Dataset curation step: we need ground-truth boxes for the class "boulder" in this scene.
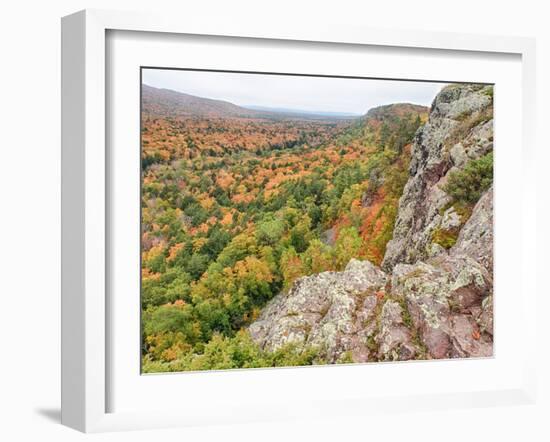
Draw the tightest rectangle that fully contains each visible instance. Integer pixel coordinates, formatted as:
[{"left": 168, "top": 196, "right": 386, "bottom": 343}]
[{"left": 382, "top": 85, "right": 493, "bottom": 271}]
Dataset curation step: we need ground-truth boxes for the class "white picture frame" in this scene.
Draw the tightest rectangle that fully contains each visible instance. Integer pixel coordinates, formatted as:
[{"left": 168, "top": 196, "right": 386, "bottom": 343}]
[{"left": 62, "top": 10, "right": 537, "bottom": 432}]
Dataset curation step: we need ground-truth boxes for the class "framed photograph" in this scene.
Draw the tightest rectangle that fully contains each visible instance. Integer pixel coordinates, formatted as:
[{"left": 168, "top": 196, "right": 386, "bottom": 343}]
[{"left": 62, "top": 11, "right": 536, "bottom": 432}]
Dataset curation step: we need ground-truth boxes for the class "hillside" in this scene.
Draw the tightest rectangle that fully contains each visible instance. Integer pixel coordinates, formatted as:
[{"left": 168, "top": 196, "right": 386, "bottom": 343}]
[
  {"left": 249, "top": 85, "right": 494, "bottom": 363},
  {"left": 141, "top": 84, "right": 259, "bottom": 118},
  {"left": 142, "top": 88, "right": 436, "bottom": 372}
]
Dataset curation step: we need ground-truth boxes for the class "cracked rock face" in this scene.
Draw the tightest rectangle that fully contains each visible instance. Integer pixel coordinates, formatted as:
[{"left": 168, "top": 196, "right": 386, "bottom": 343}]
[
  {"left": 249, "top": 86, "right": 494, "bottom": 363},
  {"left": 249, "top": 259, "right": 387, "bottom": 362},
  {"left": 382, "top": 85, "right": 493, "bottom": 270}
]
***
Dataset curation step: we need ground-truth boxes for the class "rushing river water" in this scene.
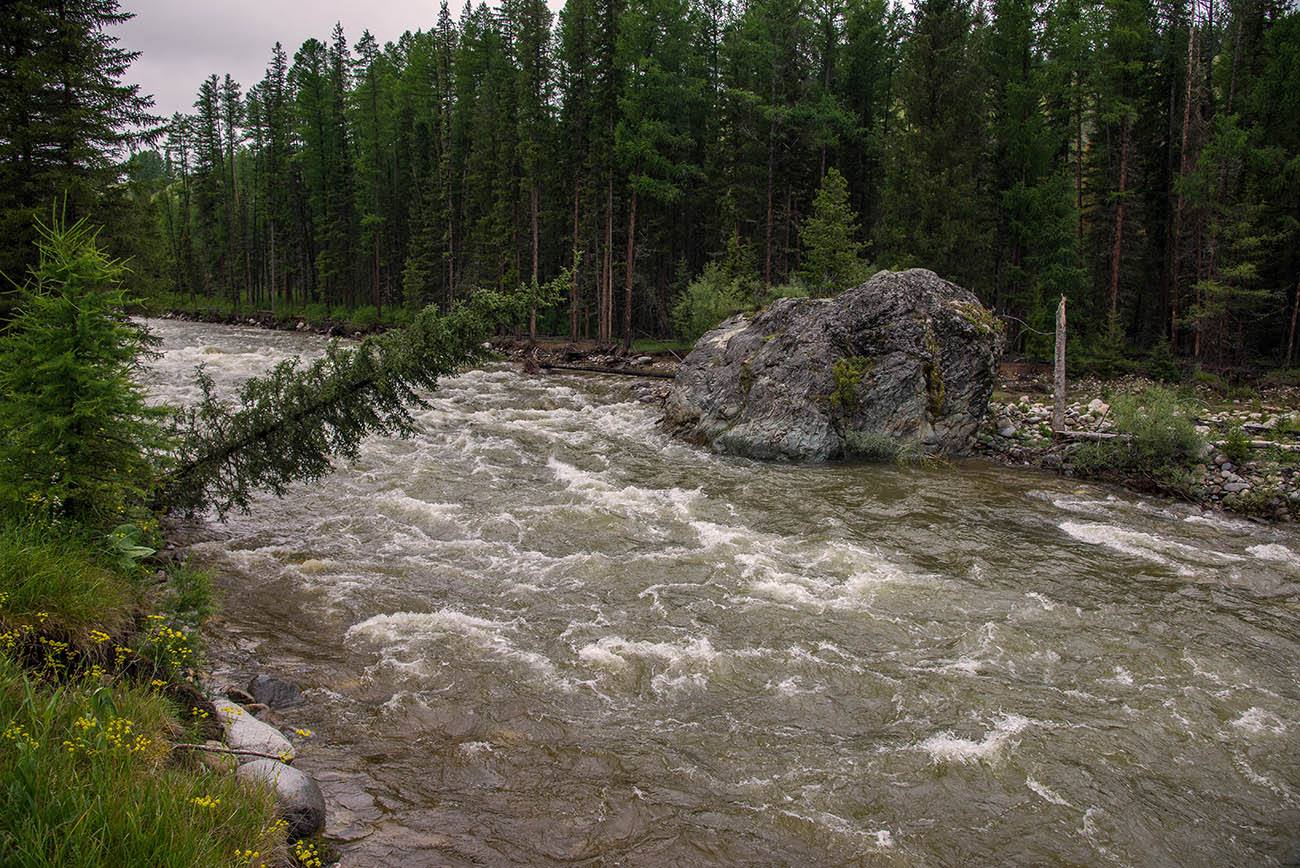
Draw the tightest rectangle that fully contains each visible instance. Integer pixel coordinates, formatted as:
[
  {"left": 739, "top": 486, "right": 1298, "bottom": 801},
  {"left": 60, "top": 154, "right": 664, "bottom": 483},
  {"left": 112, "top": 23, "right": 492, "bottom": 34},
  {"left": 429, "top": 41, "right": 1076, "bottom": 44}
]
***
**SET PROBLEM**
Give only the number of lines in the records above that contain the string "class", counting case as significant.

**PROBLEM SOLUTION**
6